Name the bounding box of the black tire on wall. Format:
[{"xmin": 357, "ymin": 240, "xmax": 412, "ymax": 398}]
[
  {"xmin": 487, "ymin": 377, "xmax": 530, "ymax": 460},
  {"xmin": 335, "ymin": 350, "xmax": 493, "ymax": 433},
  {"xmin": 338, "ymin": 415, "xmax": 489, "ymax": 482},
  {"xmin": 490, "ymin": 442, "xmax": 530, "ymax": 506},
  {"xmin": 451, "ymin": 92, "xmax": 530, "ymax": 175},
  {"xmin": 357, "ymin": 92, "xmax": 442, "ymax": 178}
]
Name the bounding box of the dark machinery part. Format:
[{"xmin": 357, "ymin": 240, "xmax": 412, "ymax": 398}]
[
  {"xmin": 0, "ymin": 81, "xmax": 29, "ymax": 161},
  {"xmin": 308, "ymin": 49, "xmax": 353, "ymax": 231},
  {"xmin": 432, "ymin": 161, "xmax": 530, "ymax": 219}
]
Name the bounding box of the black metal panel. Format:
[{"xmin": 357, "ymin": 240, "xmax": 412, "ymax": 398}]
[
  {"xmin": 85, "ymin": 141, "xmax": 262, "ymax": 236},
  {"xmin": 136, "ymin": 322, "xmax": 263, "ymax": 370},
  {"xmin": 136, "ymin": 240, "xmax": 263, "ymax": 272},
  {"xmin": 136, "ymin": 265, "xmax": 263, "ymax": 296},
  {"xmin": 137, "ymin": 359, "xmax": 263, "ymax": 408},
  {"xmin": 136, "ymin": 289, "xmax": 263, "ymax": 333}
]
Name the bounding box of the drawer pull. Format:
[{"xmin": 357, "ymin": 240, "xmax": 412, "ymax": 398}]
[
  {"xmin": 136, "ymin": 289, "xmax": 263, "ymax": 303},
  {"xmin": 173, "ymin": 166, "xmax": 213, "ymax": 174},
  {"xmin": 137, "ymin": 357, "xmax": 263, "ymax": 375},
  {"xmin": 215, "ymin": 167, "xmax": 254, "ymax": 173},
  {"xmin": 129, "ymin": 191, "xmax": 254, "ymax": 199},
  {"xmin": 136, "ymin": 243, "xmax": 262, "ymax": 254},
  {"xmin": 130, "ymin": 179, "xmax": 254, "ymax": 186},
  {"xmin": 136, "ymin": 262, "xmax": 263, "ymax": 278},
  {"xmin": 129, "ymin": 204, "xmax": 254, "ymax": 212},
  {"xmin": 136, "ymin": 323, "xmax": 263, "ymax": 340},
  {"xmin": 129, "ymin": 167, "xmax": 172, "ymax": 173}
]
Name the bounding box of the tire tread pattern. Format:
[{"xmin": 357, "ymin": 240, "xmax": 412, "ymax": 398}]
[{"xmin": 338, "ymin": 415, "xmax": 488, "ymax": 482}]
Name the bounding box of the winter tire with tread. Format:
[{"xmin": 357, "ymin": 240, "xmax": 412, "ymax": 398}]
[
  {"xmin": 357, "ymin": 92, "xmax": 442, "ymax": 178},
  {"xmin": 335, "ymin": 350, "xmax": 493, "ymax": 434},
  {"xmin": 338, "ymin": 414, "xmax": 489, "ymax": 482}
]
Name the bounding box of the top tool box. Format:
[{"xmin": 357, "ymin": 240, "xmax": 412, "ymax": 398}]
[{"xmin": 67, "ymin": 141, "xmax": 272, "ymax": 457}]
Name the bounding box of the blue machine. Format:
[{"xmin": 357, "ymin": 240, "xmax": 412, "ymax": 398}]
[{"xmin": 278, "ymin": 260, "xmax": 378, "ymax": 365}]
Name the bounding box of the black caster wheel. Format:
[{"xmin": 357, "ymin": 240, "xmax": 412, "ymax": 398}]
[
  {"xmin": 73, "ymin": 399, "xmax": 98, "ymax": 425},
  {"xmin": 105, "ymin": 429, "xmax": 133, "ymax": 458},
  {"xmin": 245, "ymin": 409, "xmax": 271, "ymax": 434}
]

= = = =

### GOAL
Exactly reproduce all of the entries.

### TASK ANSWER
Name the bounding box of the black tire on wall. Format:
[{"xmin": 357, "ymin": 240, "xmax": 412, "ymax": 398}]
[
  {"xmin": 487, "ymin": 377, "xmax": 530, "ymax": 460},
  {"xmin": 335, "ymin": 350, "xmax": 493, "ymax": 433},
  {"xmin": 338, "ymin": 415, "xmax": 489, "ymax": 482},
  {"xmin": 490, "ymin": 442, "xmax": 530, "ymax": 506},
  {"xmin": 451, "ymin": 92, "xmax": 530, "ymax": 175},
  {"xmin": 357, "ymin": 92, "xmax": 442, "ymax": 178}
]
Name the bounding box of the dark machinery part. Format:
[{"xmin": 357, "ymin": 240, "xmax": 412, "ymax": 398}]
[
  {"xmin": 0, "ymin": 81, "xmax": 29, "ymax": 161},
  {"xmin": 308, "ymin": 49, "xmax": 353, "ymax": 231},
  {"xmin": 432, "ymin": 161, "xmax": 530, "ymax": 219}
]
Name the bounding box of the black metal panel. Format:
[{"xmin": 357, "ymin": 240, "xmax": 412, "ymax": 398}]
[
  {"xmin": 85, "ymin": 141, "xmax": 262, "ymax": 236},
  {"xmin": 136, "ymin": 322, "xmax": 263, "ymax": 370},
  {"xmin": 136, "ymin": 240, "xmax": 263, "ymax": 272},
  {"xmin": 136, "ymin": 265, "xmax": 263, "ymax": 296},
  {"xmin": 137, "ymin": 359, "xmax": 263, "ymax": 408},
  {"xmin": 136, "ymin": 289, "xmax": 263, "ymax": 333}
]
Name the bounding box of the drawer pull. Format:
[{"xmin": 357, "ymin": 240, "xmax": 412, "ymax": 398}]
[
  {"xmin": 136, "ymin": 289, "xmax": 263, "ymax": 303},
  {"xmin": 173, "ymin": 166, "xmax": 213, "ymax": 174},
  {"xmin": 137, "ymin": 357, "xmax": 263, "ymax": 375},
  {"xmin": 215, "ymin": 167, "xmax": 254, "ymax": 173},
  {"xmin": 129, "ymin": 191, "xmax": 254, "ymax": 199},
  {"xmin": 136, "ymin": 243, "xmax": 262, "ymax": 254},
  {"xmin": 130, "ymin": 179, "xmax": 254, "ymax": 186},
  {"xmin": 136, "ymin": 262, "xmax": 263, "ymax": 278},
  {"xmin": 129, "ymin": 204, "xmax": 254, "ymax": 212},
  {"xmin": 136, "ymin": 323, "xmax": 263, "ymax": 340},
  {"xmin": 129, "ymin": 167, "xmax": 172, "ymax": 173}
]
Name the bounding box of the tire tread pattern. Format:
[{"xmin": 357, "ymin": 240, "xmax": 412, "ymax": 398}]
[{"xmin": 338, "ymin": 415, "xmax": 488, "ymax": 482}]
Name the bounding box of the winter tire with tread. Format:
[{"xmin": 357, "ymin": 240, "xmax": 412, "ymax": 398}]
[
  {"xmin": 357, "ymin": 92, "xmax": 442, "ymax": 178},
  {"xmin": 335, "ymin": 350, "xmax": 493, "ymax": 434},
  {"xmin": 338, "ymin": 414, "xmax": 489, "ymax": 482}
]
Name the bounding box of the top tool box. Format:
[{"xmin": 357, "ymin": 240, "xmax": 412, "ymax": 398}]
[{"xmin": 67, "ymin": 141, "xmax": 272, "ymax": 457}]
Name the bounding box of the blue machine. Format:
[{"xmin": 357, "ymin": 240, "xmax": 412, "ymax": 398}]
[{"xmin": 278, "ymin": 260, "xmax": 378, "ymax": 365}]
Name the bounding box of the black caster wheel. Format:
[{"xmin": 357, "ymin": 240, "xmax": 412, "ymax": 398}]
[
  {"xmin": 73, "ymin": 399, "xmax": 98, "ymax": 425},
  {"xmin": 105, "ymin": 429, "xmax": 133, "ymax": 458},
  {"xmin": 245, "ymin": 409, "xmax": 271, "ymax": 434}
]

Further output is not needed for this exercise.